• INFORMATION SHOWN:
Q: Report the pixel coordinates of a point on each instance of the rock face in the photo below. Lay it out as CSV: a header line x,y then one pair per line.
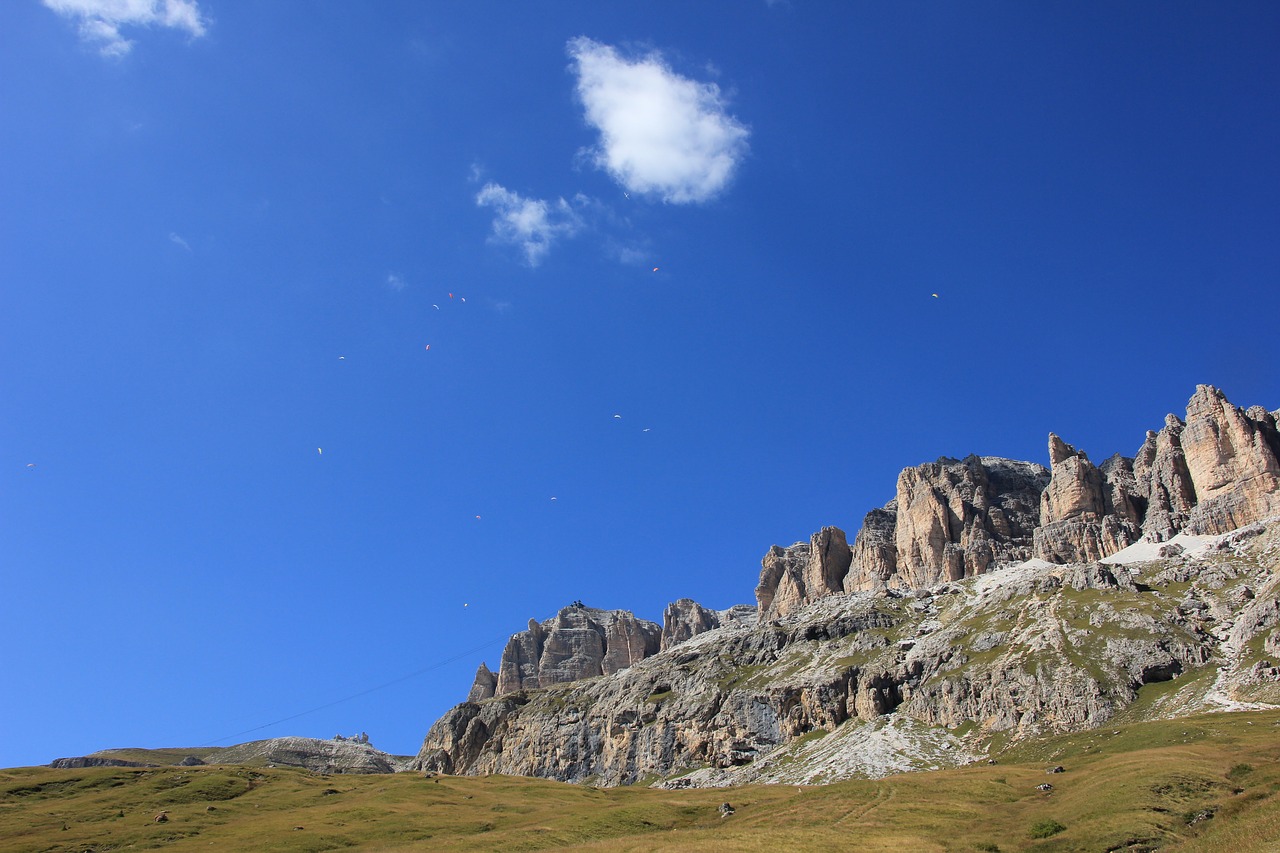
x,y
1086,512
956,519
837,646
804,573
310,753
577,643
1232,456
484,687
95,761
950,519
684,620
1020,651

• EXERCISE: Here the job is to print all the data exactly, skipping any image.

• ANSWER SPACE:
Q: Report the pixel coordinates of a point on each instance of the rock face in the photo below. Lay it out as CSV: a header line x,y then one pair per line.
x,y
1086,512
956,519
837,646
804,573
310,753
577,643
1232,456
484,687
95,761
950,519
684,620
1020,651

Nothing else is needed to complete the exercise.